■ Your objective
The string "house" may appear in lines of the listing. Report each line where it does.
+++
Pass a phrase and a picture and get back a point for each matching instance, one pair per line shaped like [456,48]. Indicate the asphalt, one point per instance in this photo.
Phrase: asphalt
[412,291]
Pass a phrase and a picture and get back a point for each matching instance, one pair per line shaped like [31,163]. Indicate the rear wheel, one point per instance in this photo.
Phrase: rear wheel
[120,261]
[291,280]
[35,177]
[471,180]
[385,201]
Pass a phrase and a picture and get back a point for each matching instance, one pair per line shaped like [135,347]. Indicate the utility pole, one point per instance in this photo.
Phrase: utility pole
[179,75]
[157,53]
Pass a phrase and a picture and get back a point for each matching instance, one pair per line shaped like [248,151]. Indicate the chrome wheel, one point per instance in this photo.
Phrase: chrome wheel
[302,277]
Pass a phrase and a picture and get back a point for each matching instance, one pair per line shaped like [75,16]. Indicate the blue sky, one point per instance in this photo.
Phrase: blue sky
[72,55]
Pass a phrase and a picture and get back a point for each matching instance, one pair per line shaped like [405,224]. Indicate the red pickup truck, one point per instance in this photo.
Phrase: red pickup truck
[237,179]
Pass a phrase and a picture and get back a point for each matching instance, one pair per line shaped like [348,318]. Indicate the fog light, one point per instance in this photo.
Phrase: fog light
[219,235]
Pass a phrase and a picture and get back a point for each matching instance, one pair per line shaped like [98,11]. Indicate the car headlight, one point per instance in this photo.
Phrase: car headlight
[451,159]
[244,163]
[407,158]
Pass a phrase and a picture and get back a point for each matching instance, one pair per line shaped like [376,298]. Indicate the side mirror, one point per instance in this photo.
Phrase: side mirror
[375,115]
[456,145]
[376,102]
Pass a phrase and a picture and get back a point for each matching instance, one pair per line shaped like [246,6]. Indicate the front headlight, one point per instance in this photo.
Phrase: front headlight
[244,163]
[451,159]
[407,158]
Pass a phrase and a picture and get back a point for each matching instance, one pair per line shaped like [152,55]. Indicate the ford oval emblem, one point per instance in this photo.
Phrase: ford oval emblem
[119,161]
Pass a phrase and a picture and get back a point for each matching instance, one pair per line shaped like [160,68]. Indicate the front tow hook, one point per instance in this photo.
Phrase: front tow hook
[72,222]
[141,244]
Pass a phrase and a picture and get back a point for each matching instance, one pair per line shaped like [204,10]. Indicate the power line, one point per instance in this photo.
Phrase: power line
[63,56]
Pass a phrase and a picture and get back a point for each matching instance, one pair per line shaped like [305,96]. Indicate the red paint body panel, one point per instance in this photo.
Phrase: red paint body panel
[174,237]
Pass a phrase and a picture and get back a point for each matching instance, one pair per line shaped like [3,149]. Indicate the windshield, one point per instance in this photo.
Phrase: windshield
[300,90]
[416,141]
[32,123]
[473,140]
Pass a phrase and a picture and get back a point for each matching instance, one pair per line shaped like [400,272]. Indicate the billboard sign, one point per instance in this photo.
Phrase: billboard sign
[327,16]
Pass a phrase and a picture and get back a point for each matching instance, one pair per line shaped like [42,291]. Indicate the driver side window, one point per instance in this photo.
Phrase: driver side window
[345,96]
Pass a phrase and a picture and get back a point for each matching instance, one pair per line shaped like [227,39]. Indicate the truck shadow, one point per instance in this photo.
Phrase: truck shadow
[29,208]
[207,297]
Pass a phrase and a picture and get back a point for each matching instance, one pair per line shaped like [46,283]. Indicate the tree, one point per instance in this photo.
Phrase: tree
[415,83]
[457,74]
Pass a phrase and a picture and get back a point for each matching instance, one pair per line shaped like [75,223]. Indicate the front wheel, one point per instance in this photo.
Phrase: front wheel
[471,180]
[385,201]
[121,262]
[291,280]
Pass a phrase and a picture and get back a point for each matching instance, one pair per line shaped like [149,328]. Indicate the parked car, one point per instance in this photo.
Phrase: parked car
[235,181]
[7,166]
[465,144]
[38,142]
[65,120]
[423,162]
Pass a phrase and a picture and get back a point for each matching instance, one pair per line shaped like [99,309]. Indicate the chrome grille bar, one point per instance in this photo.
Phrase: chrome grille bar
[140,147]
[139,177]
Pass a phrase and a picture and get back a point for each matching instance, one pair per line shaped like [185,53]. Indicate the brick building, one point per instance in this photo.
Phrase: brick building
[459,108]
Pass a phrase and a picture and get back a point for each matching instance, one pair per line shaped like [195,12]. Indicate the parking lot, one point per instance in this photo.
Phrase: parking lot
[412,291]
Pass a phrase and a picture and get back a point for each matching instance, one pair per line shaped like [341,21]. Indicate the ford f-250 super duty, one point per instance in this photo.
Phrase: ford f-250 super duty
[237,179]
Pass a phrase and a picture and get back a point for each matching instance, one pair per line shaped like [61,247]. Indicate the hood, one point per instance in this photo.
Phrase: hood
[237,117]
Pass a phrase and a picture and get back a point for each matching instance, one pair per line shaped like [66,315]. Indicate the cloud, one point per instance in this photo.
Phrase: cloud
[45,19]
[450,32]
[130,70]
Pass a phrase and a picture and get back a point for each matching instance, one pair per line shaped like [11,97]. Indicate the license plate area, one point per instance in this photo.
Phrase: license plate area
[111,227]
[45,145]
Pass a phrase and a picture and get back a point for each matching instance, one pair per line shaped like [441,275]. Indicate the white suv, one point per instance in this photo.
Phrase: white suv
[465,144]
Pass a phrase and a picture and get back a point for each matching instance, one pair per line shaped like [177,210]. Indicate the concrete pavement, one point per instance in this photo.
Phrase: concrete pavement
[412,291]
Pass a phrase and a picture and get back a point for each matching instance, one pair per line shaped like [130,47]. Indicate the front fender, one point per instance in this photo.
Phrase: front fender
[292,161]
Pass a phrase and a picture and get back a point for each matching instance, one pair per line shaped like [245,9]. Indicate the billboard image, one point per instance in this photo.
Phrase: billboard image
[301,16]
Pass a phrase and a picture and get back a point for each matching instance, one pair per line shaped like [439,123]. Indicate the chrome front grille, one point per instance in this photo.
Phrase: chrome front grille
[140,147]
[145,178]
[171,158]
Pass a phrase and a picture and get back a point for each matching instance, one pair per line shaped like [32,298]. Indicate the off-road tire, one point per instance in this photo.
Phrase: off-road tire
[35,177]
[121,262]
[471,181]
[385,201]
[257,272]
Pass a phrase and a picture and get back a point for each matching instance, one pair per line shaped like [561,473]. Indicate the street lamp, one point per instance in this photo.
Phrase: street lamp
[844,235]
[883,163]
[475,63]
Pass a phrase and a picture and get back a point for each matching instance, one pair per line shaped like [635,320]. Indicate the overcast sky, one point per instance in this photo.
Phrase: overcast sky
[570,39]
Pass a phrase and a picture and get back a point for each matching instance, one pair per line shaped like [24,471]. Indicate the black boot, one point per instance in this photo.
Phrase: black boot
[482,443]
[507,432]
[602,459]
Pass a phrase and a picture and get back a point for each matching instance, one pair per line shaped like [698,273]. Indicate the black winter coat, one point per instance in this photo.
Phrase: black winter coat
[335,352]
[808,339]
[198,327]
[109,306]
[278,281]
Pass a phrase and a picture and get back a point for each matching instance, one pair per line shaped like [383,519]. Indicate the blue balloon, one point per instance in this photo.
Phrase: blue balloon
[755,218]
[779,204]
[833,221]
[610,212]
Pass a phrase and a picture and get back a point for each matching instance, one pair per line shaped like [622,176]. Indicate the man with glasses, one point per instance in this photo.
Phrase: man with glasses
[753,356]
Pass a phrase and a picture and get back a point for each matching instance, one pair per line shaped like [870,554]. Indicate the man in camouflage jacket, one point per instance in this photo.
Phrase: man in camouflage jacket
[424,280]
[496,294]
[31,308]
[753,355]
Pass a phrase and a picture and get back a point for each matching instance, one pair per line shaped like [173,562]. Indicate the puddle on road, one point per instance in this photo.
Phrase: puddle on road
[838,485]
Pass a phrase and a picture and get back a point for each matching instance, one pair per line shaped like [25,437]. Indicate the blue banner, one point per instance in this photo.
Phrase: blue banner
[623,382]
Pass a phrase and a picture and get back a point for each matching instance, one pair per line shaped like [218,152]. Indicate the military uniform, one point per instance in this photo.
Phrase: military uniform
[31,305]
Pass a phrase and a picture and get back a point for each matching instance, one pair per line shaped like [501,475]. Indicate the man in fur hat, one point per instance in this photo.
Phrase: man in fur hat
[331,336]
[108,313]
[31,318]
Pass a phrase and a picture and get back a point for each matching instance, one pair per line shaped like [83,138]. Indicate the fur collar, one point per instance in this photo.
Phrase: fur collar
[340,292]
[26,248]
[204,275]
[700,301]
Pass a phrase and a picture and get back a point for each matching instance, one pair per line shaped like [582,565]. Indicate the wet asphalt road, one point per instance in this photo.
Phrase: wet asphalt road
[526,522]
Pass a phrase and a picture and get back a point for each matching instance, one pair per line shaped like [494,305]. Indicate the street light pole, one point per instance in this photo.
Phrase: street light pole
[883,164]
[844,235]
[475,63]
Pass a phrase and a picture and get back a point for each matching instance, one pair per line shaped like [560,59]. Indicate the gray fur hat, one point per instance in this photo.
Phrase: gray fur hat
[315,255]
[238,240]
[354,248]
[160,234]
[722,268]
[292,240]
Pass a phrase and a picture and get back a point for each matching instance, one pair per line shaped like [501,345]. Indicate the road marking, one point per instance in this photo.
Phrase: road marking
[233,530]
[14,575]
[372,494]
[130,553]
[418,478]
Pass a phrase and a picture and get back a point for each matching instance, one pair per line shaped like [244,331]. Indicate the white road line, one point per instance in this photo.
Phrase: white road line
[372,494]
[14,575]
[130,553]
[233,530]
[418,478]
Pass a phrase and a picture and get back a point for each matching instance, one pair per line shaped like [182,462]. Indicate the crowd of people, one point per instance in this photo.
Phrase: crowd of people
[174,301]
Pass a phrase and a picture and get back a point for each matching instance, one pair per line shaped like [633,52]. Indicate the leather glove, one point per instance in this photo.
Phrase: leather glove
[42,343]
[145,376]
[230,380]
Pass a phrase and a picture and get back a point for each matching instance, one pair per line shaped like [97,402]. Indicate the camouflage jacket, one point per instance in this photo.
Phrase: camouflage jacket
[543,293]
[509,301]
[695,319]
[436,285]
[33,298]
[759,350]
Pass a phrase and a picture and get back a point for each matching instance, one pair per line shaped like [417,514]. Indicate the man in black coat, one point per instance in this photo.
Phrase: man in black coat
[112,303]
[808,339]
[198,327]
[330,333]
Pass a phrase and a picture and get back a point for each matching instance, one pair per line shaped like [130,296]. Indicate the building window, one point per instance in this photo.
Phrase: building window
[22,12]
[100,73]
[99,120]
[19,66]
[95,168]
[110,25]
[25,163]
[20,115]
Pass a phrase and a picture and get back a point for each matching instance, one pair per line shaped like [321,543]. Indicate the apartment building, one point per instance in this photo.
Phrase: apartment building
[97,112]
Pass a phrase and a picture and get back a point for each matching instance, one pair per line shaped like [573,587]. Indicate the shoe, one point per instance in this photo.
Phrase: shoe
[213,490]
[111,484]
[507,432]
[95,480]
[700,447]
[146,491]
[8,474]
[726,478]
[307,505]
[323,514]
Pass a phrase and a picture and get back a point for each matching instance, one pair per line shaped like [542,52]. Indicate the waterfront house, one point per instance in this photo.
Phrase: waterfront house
+++
■ Solution
Pass a phrase and a picture and get back a point for each matching instance, one pair per line shaped like [542,52]. Indicate the waterfront house, one point per instance in this photo.
Phrase: waterfront house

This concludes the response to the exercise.